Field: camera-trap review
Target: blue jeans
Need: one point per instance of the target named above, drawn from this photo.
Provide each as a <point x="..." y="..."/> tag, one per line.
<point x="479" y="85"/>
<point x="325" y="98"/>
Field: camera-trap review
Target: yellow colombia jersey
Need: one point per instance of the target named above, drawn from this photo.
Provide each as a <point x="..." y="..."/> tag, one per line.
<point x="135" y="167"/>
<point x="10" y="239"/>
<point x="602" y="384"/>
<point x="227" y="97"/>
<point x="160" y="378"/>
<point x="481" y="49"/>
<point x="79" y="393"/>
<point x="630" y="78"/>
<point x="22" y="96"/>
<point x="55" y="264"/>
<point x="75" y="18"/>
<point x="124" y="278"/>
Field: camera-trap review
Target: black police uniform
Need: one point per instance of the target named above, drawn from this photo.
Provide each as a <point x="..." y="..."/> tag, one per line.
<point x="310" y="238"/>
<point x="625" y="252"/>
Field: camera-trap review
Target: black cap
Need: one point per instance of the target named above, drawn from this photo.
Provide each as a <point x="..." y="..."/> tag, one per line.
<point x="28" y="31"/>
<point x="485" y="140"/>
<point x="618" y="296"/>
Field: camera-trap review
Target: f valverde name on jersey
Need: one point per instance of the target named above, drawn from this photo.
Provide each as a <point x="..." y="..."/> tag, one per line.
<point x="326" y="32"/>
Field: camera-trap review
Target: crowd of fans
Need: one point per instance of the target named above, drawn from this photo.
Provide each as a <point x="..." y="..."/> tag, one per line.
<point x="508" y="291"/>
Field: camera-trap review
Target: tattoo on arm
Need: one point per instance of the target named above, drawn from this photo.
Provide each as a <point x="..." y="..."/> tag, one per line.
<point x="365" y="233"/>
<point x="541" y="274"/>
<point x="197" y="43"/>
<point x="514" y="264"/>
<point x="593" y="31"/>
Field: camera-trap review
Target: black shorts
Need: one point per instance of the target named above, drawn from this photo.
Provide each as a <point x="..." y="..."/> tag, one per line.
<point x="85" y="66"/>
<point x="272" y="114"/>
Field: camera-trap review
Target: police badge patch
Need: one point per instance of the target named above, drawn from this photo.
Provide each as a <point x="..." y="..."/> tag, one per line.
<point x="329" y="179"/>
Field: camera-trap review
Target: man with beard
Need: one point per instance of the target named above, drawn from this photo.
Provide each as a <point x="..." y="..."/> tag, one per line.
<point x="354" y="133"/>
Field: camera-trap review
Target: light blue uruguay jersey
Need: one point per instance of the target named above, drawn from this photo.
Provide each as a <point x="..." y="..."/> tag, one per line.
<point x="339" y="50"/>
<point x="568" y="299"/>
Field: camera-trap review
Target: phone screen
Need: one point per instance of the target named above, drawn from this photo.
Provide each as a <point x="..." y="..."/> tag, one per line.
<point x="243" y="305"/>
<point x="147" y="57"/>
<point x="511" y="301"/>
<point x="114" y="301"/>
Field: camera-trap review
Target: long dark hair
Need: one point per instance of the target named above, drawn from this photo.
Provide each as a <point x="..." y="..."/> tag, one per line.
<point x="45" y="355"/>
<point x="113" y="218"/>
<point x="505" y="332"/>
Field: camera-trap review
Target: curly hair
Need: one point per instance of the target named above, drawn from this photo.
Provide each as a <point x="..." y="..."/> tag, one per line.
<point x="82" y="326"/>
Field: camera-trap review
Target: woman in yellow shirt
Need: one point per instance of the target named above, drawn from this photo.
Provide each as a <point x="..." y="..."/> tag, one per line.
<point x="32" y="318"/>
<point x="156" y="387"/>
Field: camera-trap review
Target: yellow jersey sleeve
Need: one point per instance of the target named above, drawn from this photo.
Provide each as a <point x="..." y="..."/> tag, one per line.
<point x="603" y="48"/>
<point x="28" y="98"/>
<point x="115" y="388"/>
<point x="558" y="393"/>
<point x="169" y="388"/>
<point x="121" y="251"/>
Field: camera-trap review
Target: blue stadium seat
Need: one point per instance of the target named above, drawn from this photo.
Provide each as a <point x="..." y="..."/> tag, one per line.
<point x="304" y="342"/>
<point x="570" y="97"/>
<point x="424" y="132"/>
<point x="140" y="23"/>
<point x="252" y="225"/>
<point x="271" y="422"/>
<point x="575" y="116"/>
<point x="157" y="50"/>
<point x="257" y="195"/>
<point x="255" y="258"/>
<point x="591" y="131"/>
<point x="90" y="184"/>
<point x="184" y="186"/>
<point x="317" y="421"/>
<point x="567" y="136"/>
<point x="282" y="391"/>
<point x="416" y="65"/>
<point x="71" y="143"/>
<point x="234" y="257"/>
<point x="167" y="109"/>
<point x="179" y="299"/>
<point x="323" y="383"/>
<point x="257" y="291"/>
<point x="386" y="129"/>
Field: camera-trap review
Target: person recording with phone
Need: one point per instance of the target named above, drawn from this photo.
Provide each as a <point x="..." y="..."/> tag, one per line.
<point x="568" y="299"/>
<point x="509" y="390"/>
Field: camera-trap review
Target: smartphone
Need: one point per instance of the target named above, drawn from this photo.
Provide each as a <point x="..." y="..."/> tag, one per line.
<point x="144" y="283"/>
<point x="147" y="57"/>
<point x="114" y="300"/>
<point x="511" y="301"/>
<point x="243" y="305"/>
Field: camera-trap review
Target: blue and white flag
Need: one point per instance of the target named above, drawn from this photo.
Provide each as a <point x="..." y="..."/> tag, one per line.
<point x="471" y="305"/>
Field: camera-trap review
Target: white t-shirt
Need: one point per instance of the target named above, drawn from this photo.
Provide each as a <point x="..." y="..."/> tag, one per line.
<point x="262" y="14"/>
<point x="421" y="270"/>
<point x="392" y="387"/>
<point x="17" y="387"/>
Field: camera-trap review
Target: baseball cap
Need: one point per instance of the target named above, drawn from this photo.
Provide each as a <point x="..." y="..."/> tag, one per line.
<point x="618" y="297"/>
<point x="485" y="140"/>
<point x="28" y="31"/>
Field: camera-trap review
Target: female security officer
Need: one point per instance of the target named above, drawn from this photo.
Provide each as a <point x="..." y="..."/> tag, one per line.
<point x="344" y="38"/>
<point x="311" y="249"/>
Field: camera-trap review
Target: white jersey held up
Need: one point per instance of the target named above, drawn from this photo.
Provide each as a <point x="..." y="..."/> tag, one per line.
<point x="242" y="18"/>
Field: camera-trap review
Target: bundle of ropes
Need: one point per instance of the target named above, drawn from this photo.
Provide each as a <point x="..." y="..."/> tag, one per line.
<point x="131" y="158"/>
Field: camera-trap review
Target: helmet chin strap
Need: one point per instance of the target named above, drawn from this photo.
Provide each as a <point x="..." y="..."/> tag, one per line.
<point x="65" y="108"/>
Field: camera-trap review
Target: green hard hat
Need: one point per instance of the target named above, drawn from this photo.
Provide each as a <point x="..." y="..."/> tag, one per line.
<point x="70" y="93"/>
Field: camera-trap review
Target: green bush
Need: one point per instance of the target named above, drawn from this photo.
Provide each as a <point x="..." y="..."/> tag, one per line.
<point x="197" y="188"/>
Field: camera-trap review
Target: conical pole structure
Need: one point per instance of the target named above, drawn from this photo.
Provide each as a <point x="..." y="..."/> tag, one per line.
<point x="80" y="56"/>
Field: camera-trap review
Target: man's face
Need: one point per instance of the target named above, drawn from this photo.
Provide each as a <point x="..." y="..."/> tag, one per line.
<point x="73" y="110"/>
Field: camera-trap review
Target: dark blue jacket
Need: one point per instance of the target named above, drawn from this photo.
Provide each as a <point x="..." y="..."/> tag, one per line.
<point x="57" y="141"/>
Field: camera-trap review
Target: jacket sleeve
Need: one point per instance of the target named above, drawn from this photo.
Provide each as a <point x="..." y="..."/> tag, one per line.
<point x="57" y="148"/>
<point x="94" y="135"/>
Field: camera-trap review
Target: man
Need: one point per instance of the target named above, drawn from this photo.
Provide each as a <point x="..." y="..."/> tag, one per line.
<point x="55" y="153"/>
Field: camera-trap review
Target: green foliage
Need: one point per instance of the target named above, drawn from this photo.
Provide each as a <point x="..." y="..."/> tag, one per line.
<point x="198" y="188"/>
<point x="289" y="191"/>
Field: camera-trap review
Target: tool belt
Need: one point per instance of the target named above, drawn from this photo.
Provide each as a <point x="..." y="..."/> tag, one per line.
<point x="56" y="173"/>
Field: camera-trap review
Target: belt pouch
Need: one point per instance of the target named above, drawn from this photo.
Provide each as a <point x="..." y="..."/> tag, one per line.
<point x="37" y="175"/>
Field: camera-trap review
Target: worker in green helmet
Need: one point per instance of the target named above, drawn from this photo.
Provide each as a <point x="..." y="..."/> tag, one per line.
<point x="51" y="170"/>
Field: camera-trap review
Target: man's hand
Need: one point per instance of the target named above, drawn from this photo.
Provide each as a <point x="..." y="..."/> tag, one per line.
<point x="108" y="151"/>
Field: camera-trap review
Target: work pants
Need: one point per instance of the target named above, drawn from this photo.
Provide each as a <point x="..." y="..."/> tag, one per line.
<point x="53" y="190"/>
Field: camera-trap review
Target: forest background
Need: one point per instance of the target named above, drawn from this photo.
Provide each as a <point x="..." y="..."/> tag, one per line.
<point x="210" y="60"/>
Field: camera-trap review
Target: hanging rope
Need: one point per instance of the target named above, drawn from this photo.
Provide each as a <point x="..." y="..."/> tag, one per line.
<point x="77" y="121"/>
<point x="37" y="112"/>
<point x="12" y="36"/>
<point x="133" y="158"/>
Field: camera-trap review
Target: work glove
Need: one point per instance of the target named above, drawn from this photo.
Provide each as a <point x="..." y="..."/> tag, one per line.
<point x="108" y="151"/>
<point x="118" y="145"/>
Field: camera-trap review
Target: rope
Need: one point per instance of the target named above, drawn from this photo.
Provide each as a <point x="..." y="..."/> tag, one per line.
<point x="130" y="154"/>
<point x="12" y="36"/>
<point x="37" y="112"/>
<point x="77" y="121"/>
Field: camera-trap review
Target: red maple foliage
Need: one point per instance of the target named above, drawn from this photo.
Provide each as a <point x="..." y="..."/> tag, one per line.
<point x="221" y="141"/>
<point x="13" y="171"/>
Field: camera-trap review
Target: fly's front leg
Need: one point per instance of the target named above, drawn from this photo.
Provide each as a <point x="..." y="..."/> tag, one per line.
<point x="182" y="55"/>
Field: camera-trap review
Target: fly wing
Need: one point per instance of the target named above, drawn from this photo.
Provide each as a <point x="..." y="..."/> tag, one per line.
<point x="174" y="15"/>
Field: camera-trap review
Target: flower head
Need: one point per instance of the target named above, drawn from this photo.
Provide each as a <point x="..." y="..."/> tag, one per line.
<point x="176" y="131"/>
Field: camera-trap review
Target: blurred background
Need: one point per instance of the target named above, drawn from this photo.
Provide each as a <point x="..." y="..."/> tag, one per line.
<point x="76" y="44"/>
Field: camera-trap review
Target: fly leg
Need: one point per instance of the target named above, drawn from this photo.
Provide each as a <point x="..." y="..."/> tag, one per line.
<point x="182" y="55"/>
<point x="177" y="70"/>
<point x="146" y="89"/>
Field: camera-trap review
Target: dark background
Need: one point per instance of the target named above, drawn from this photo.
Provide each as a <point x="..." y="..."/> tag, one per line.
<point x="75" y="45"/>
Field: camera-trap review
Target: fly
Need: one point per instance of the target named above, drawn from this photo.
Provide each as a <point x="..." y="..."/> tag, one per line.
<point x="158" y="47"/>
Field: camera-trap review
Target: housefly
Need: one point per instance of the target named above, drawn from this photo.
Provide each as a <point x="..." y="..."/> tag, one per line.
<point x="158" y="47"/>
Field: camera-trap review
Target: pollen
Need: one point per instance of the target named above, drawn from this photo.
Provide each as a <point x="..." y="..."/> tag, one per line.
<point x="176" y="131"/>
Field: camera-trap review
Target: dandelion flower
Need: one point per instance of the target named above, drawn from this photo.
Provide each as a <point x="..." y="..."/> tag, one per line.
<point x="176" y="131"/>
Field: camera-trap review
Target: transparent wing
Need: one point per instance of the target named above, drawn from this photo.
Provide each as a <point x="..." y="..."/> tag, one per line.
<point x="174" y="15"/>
▬▬▬▬▬▬
### Task requirements:
Using the records above, please retype only the run of lines from the line holding "Target: dandelion flower" through the last line, both ends included.

### Task result:
Target: dandelion flower
Need: one point per instance of the target named above, drawn from this photo.
Provide each as a <point x="..." y="..."/> tag, one per line.
<point x="176" y="131"/>
Field: camera-trap review
Target: transparent wing
Need: one point per instance of the target named above, drawn from this photo.
Provide each as a <point x="..." y="..."/> tag, one per line.
<point x="174" y="15"/>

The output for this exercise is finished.